_PROBLEM REQUIREMENTS_. Swap every "enclosed by" in the items below for "surrounded by" and write the items out again with nothing else changed. Omit the pictures.

'''

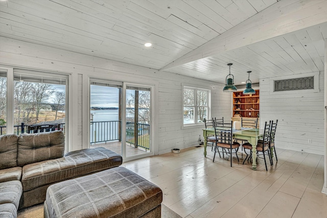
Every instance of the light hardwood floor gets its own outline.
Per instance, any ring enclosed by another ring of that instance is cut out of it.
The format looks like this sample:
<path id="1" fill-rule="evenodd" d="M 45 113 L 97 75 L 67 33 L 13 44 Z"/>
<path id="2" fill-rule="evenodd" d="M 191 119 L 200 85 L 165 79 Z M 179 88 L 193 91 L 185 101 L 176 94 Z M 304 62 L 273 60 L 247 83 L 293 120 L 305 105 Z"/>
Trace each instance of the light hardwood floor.
<path id="1" fill-rule="evenodd" d="M 323 156 L 277 148 L 266 172 L 262 159 L 254 171 L 242 158 L 232 167 L 229 157 L 213 163 L 207 152 L 192 147 L 123 166 L 159 186 L 163 203 L 183 217 L 327 217 Z"/>

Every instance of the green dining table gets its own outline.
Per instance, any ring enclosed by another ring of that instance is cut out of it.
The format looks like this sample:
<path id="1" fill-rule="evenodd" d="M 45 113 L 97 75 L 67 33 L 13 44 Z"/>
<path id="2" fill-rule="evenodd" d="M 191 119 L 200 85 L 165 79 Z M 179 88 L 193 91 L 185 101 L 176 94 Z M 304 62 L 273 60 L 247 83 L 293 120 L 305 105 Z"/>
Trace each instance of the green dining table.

'''

_THE RESPONSE_.
Every instance of the light hardwood floor gets its own outline.
Per instance, any ring surrounded by another ring of that instance is cut out of it.
The format looks like this sample:
<path id="1" fill-rule="evenodd" d="M 45 113 L 97 75 L 67 33 L 13 44 Z"/>
<path id="2" fill-rule="evenodd" d="M 191 119 L 200 85 L 165 79 Z M 179 88 L 193 91 L 185 101 L 176 94 Z M 304 62 L 273 60 L 247 83 L 293 120 L 305 105 Z"/>
Trace each instance of the light hardwood floor.
<path id="1" fill-rule="evenodd" d="M 323 156 L 277 148 L 266 172 L 262 159 L 254 171 L 242 158 L 232 167 L 229 157 L 213 163 L 207 152 L 192 147 L 123 166 L 159 186 L 163 203 L 183 217 L 327 217 Z"/>

Every instance of the green dining table gets its own outline.
Per instance, any ring surrounded by another ring of that instance is cut out of it.
The format looks like this sample:
<path id="1" fill-rule="evenodd" d="M 45 113 L 97 75 L 67 33 L 13 44 Z"/>
<path id="2" fill-rule="evenodd" d="M 191 119 L 200 85 L 165 79 Z M 179 88 L 193 91 L 185 101 L 176 94 Z M 304 62 L 273 60 L 247 83 L 293 120 L 305 105 Z"/>
Trace each instance of the green dining table.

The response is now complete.